> **BRIEF**: Transcribe the records exactly from the line with "Class, locate every instance of the player's" to the end, both included.

··· PROVIDED INFORMATION ···

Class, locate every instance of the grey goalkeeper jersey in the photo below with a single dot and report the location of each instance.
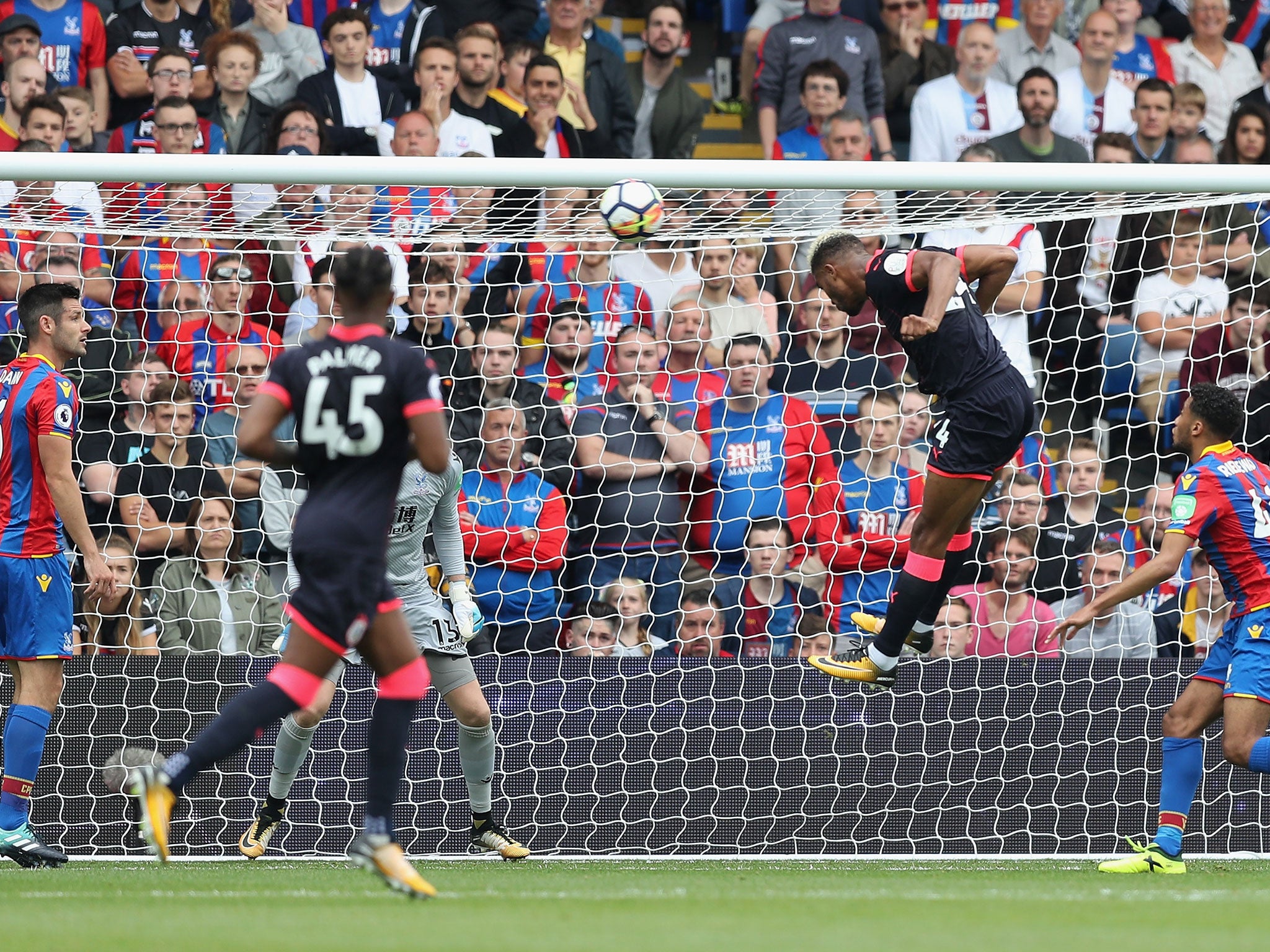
(426, 500)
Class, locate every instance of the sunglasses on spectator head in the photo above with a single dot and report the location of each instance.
(228, 272)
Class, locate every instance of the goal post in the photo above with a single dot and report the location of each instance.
(1025, 751)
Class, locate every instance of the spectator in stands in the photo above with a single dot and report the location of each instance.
(1137, 58)
(290, 52)
(941, 123)
(214, 598)
(515, 535)
(1006, 617)
(1152, 111)
(1034, 45)
(825, 367)
(1171, 309)
(1232, 353)
(1191, 104)
(122, 624)
(567, 371)
(355, 104)
(686, 380)
(877, 507)
(953, 630)
(729, 316)
(1096, 267)
(1222, 69)
(768, 457)
(1189, 624)
(785, 55)
(544, 131)
(23, 79)
(235, 61)
(1073, 522)
(1126, 631)
(1036, 141)
(762, 607)
(1246, 138)
(1090, 99)
(102, 451)
(592, 74)
(43, 118)
(593, 628)
(244, 369)
(768, 14)
(478, 73)
(81, 128)
(134, 37)
(908, 60)
(169, 74)
(630, 598)
(631, 454)
(824, 94)
(1011, 312)
(701, 630)
(668, 112)
(548, 444)
(154, 493)
(197, 351)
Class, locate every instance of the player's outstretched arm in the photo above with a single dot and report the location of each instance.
(992, 266)
(55, 457)
(255, 432)
(1158, 570)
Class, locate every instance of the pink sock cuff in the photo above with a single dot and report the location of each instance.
(407, 683)
(923, 566)
(296, 683)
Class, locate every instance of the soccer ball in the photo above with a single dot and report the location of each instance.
(631, 209)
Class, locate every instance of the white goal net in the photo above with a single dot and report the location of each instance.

···

> **COMPLETED TASK**:
Class, locate every instance of the player's outstretched arm in the photo above with a single dot and report the location of each instance.
(992, 266)
(55, 457)
(255, 432)
(1158, 570)
Class, locate every instance of the pink sock cuff in the photo above with a single dot and report the location of each instance.
(407, 683)
(923, 566)
(296, 683)
Class, locate every instance of the soccer ball in the photo above with a single dot and report the location of each instance.
(631, 209)
Class, locate every instance of the white goal net in the photo above with a single dot and report the location of each instance.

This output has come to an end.